* Source passage
April 2011 -
We had finalised our plans the night before, sat in front of a blazing fireplace. Up early next day, quick cup of tea, then boots on and straight up on to Salisbury Plain, a ten-mile stomp and back home mid-morning for breakfast. This schedule would allow us to enjoy Wiltshire’s vast chalk plateau in near solitude, before the hordes of walkers, cyclists and rangers arrived. Hopefully we would see plenty of the wildlife that abounds on the lush, undisturbed grasslands and copses.
Standing outside at 6am on a freezing January morning, the flaws in our plan became apparent. My caffeine requirement correlates sharply with how early I rise, and the one cup of tea so far (cup, mind, not mug, and a smallish one at that) had barely raised a flicker on my internal motor. Danny, my walking companion for the day and someone I have long suspected to be of a much sturdier ilk, was thriving in the early morning darkness. Dermot the dog has unbounded energy at any hour, especially when there are rabbits about.
But our efforts paid off. Salisbury Plain is always a rewarding place for a walk, but it particularly inspiring at this early hour. The near-full moon shone brightly, illuminating the footpath, and the overhanging grasses tinkled as we crashed through their frost-covered seed heads. Soon we reached a barred gate that marks the perimeter of the army land. This is usually the point to turn left or right and head home via the outskirts of the plateau. But today, like a handful of other days each year, it marks the boundary of something a bit special. Our target was Imber, a deserted village right in the centre of Ministry of Defence land. They open it to the public for just a few days each year and this sense of something ‘forbidden’ makes it a popular trip.

* Aim
Please continue the account of the early-morning walk on Salisbury Plain from its final sentence, carrying it forward in the same voice.

* Region annotation entries

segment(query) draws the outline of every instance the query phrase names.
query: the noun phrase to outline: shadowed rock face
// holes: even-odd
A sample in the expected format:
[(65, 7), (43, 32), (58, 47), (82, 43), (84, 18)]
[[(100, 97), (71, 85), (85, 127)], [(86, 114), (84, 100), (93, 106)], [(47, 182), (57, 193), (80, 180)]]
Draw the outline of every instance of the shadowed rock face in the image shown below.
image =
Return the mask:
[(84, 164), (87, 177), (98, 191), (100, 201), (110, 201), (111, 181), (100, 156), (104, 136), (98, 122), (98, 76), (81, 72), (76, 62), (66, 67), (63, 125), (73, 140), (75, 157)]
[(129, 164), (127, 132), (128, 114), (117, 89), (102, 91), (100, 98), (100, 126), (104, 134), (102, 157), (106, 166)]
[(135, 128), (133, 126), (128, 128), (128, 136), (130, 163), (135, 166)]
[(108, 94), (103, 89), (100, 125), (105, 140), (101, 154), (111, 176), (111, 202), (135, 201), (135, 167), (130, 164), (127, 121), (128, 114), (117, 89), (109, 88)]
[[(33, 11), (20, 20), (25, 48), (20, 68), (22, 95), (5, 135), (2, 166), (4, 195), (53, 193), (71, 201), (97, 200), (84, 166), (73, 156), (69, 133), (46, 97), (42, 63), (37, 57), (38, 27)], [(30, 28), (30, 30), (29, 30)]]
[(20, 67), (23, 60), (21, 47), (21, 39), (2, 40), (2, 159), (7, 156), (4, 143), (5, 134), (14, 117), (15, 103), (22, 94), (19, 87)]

* Written answer
As we had hoped, there was not another soul about. The ghostly outlines of discarded tanks on the hills around provided a reminder of the current land use, but as the first red-brick building appeared, we were reminded that this lonely outpost was once a thriving farming community. The building was the pub, the focus of village life until 1943. In November that year, the MOD told residents they would have to leave so that visiting American troops could practice street fighting. The villagers made this wartime sacrifice with no complaint, perhaps due to a promise that they could return post-war. But to this day, the village is devoid of residents and still used for army training. The only building still functioning is the church of St Giles, which holds services on ‘open’ days.
As we left the village, the preparations for a cycle race across the Plain were starting up, with the marshals putting out markers and generally making a lot of noise. We quickened our pace to keep ahead of them and avoid being coated in flying mud.
A young deer family trotted briskly across the path in front of us; we stopped to watch them, only to have this scene of countryside idyll torn away by an expletive-laden instruction to, er, ‘go away’. Someone high up on the hillside had spotted the deer before us, and our disturbing presence had prevented a clean shot. Briefly, we considered exerting our right to be there; but he had one gun more than us. Argument settled. Comforted that we had, at least, spared the lives of the those gentle animals for another day, we hurried back to Edington for our sausages and bacon.
Buses run to Edington, a village on the northern side of Salisbury Plain. You can also reach Imber from Warminster, which has a train station.
When to go
The outer parts of Salisbury Plain are accessible year-round, but Imber only on certain days around Christmas and New Year, Easter and the summer Bank Holidays. Check this website for more information about open days over the Christmas period.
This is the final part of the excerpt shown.